WRITTEN TASKS:
- 1) In the article on the Ethnic Studies lecture, what name did the groups of students of color at San Francisco State University give themselves?
- 2) Carry on the article about the Ethnic Studies lecture from where it stops.

PASSAGE:
— Start —
By Mireya Guzmán-Ortíz
Dr. Reid Goméz, Mellon Visiting Assistant Professor of Ethnic Studies, introduced herself to a mixed crowd of faculty and students in Olmsted on Thursday January 9. In the lecture, titled “What is Ethnic Studies,” Dr. Goméz opened by thanking the indigenous, and talked about the roots of the Ethnic Studies movement and how Kalamazoo College is slowly bringing a Department of Ethnic Studies to campus.
Kalamazoo College is in the midst of implementing an Ethnic Studies program. However, many do not know what Ethnic Studies is, or how it was born. At the presentation, Goméz showed a video detailing the roots of Ethnic studies in 1960s San Francisco. It was at that time that rising self-awareness and radicalization of the students of color brought demands of representation to campus at San Francisco State University.
Various groups of people of color joined together and called themselves the Third World Liberation Front and organized a strike and successfully brought Ethnic Studies to campus. Following the steps of SFSU, students of color at the University of California at Berkeley united to make their own Third World Liberation Front and initiated a strike of their own. These two strikes have been the longest student strikes in this nation’s history and made Ethnic Studies and important branch in academia.
— End —
DATA SHOWN:
— Start —
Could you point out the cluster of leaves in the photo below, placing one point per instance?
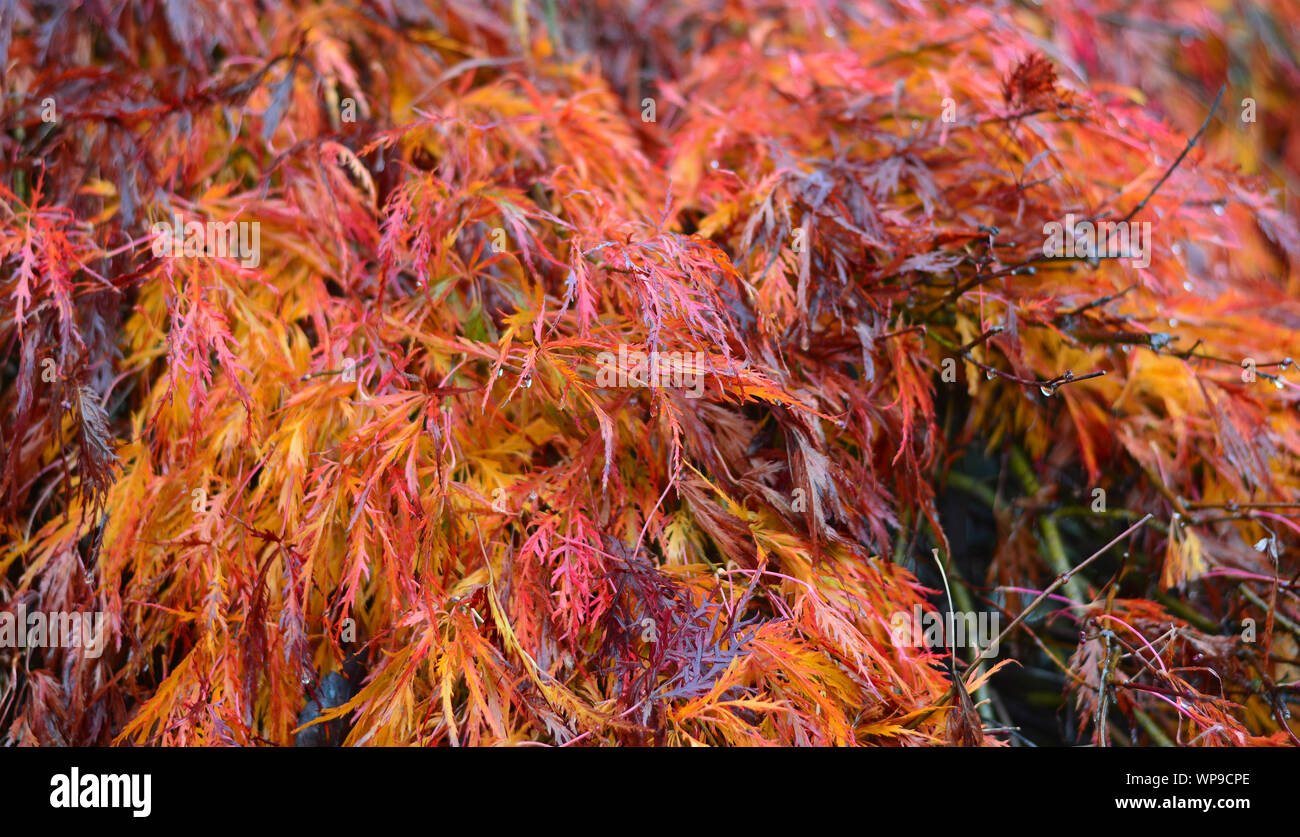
— End —
RESULTS FOR EACH TASK:
- 1) The Third World Liberation Front.

- 2)
While the context and political climate is different from that of California four decades ago, students at K have initiated the movement for Ethnic Studies to be brought to campus.
“The K community is powerful and a huge asset for bringing about Ethnic Studies to campus,” said Dr. Goméz.
Beginning spring quarter, Dr. Goméz will teach a 200-level class titled “Introduction to Ethnic Studies.” Already, people are lining up to register. Willina Cain ’16 plans to take the class this spring, as well as Lesley Willard ’17 who said that “no one talks about these issues and when we do, it’s uncomfortable.”
Meanwhile, Dr. Goméz is facilitating conversations all over campus. Ethnic Studies conversations will be held in the Olmsted Room starting Wednesday, January 15. The conversations will vary in topic and be held throughout the quarter. These will be supplemented by a blog that is accessible through the portal (https://reason.kzoo.edu/ethnicstudies/). Recommended books and an updated calendar of events can also be found on the Ethnic Studies webpage.
Additionally, Dr. Goméz can be reached at firstname.lastname@example.org and in her office, Humphrey House 107. She is open to all kinds of dialogue and questions.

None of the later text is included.